Problems to work on:
**A)** Answer these questions about the Iowa appeals court opinion:
(i) Which county's district court was the appeal from?
(ii) Which parent did the dissolution decree grant physical care of the children?
(iii) What was the father arrested for possessing?
**B)** Write the next part of the Iowa appeals court opinion, starting right after its final sentence.

Passage to read:

IN THE COURT OF APPEALS OF IOWA

No. 22-1851 Filed February 8, 2023

IN THE INTEREST OF A.S., K.S. and L.S., Minor Children,

A.S., Father, Appellant,

D.S., Mother, Appellant. ________________________________________________________________

Appeal from the Iowa District Court for Polk County, Susan Cox, District

Associate Judge.

A mother and father separately appeal a juvenile court order adjudicating

their three children as in need of assistance. AFFIRMED ON BOTH APPEALS.

Magdalena Reese of Des Moines Juvenile Public Defender, Des Moines,

for appellant father.

Arielle M. Lipman of Lipman Law Firm, P.C., West Des Moines, for appellant

mother.

Brenna Bird, Attorney General, and Mary A. Triick, Assistant Attorney

General, for appellee State.

Lynn Vogan of Youth Law Center, Des Moines, attorney and guardian ad

litem for minor children.

Considered by Vaitheswaran, P.J., and Ahlers and Buller, JJ. 2

AHLERS, Judge.

A mother and father separately appeal the juvenile court’s order

adjudicating their three children1 in need of assistance.

The parents divorced over a decade ago. Their dissolution decree granted

the father physical care of the children, subject to the mother’s visitation rights.

The parents later reconciled and lived together as a family.

The department of health and human services became involved following

the father’s arrest for possession of marijuana, cocaine, and drug paraphernalia.

The department investigated allegations that the father used methamphetamine

and cocaine while caring for the children and used marijuana with the oldest child.

(Position annotation records)
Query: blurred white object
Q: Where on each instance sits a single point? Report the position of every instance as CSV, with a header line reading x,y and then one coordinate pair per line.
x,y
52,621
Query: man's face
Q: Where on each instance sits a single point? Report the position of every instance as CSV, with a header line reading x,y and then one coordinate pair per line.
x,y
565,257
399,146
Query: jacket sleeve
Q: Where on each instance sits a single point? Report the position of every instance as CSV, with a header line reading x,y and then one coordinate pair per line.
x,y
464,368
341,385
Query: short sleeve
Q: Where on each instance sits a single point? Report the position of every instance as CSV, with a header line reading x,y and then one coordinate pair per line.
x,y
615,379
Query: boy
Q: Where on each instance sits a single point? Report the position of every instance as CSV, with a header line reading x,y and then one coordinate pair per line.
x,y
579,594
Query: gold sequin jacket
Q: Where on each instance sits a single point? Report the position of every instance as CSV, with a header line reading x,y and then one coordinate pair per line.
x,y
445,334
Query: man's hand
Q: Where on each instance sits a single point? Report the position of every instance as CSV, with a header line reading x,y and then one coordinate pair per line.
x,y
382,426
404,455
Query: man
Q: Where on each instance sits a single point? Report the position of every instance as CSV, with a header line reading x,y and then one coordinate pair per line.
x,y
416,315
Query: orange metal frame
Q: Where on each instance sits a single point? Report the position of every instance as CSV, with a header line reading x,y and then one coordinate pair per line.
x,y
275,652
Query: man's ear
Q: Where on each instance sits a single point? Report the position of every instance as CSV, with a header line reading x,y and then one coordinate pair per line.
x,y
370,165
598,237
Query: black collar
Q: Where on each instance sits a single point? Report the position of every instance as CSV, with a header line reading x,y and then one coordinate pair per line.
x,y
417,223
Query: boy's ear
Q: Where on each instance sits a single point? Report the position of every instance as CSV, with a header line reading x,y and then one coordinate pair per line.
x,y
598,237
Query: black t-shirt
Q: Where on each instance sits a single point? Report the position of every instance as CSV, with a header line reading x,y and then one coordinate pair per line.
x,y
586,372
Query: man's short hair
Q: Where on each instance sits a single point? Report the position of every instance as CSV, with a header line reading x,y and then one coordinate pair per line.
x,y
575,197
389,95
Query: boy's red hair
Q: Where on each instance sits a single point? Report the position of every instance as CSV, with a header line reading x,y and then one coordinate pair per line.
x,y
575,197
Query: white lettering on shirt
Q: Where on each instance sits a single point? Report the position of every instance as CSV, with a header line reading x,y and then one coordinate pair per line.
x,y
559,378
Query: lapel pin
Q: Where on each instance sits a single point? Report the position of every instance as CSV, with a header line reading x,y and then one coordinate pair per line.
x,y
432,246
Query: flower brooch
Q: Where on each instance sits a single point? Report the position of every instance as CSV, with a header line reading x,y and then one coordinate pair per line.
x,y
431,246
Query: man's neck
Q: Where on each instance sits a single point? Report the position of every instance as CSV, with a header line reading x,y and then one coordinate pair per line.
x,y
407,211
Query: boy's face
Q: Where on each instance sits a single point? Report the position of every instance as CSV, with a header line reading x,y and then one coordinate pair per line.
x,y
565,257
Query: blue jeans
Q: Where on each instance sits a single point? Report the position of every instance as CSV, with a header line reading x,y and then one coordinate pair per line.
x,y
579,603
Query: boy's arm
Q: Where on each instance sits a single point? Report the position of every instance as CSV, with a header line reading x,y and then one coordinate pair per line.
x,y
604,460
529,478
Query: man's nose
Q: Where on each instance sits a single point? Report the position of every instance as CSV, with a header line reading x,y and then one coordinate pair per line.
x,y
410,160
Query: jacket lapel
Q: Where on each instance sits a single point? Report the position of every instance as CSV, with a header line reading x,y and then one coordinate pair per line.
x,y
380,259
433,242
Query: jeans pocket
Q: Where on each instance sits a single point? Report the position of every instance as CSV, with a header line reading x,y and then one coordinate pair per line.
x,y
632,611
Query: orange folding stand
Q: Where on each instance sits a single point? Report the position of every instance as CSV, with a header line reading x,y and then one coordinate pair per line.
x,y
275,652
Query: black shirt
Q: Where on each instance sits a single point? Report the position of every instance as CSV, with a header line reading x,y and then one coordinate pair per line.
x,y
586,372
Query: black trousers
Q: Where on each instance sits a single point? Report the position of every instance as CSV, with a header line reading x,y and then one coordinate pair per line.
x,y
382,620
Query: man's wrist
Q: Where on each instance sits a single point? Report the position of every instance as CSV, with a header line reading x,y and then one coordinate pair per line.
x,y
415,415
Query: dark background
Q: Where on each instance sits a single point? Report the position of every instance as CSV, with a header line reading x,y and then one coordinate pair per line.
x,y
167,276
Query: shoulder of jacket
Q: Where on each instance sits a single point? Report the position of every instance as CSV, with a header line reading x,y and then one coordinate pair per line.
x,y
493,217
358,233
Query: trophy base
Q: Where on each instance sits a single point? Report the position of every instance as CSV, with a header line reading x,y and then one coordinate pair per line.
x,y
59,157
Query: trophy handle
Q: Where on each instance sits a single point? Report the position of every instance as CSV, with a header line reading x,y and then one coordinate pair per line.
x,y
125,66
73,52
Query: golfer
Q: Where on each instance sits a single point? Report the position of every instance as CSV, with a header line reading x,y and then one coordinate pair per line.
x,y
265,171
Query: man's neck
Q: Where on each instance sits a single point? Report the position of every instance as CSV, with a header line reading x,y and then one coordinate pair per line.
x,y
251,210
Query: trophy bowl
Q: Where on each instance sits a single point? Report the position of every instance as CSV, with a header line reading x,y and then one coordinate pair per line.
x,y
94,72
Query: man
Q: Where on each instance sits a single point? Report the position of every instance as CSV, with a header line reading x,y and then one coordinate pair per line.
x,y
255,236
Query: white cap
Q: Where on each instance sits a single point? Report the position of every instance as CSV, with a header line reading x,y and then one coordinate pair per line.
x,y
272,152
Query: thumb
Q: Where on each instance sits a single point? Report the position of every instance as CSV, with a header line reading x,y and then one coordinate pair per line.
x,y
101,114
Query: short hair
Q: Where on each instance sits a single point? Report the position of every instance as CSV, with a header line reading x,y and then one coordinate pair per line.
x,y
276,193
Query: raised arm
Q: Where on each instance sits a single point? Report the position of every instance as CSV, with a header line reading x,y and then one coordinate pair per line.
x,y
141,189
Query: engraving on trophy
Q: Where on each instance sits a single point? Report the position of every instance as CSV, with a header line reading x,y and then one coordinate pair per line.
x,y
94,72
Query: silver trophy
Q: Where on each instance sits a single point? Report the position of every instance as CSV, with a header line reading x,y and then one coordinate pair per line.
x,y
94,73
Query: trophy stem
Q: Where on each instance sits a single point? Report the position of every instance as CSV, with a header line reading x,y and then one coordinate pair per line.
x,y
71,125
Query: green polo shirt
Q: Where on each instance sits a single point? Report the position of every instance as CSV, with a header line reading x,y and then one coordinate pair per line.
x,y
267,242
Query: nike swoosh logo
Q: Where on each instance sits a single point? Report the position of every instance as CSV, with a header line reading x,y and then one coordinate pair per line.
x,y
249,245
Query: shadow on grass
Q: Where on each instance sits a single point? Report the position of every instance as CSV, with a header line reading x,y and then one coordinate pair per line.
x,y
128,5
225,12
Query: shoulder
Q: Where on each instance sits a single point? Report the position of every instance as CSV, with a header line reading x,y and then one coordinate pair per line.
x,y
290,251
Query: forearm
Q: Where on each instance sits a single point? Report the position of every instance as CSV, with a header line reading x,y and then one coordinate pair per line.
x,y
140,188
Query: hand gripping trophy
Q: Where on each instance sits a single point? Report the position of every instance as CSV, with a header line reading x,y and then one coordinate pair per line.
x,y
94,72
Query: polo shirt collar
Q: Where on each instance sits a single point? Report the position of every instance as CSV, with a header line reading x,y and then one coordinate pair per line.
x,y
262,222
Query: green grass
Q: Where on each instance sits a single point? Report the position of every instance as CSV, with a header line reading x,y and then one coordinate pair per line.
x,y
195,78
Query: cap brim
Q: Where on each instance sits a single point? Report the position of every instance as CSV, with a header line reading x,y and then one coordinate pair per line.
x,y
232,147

Answers given:
**A)**
(i) Polk County
(ii) The father
(iii) Marijuana, cocaine, and drug paraphernalia

**B)**
A child protection worker spoke to the father, who denied using methamphetamine

but admitted using cocaine earlier in the month. The father stated a drug test

would likely be positive for cocaine and marijuana. The father denied using

marijuana with his child or providing the child with the drug. He admitted the child

took his marijuana and a pipe. The father agreed to move in with his parents

pending completion of a drug test.

The children’s mother told the child protection worker she was unaware of

any illegal substances in the home. While agreeing the father was recently

arrested for possession of drugs, she noted that he was caught with the

substances outside the home. The mother admitted to marijuana use one or two

times a month. She denied allegations of physical domestic violence but

acknowledged verbal arguments with the father. She stated the arguments

1 The children were born in 2006, 2007, and 2011. 3

affected the children and the youngest child voiced feelings of self-harm, prompting

the mother to enlist the assistance of a school counselor.

The child protection worker spoke to the older two children and toured the

home. She advised the parents that the father could return to the home and she

“had no concerns for behavioral indicators of illicit drug use.” Three days later, the

mother decided to move out of the home and into her mother’s home. She advised

the child protection worker that she and the father had an argument about whether

the children could attend the father’s music concert that evening. She also told the

worker about an incident two months earlier involving mutual physical violence.

The next day, the department received drug test results from the father, which were

positive for the active ingredient in marijuana and alcohol.

The children remained with the father. The parents reverted to the physical

care and visitation provisions contained in the dissolution decree. The department

did not seek to have the children removed from either or both parents’ custody.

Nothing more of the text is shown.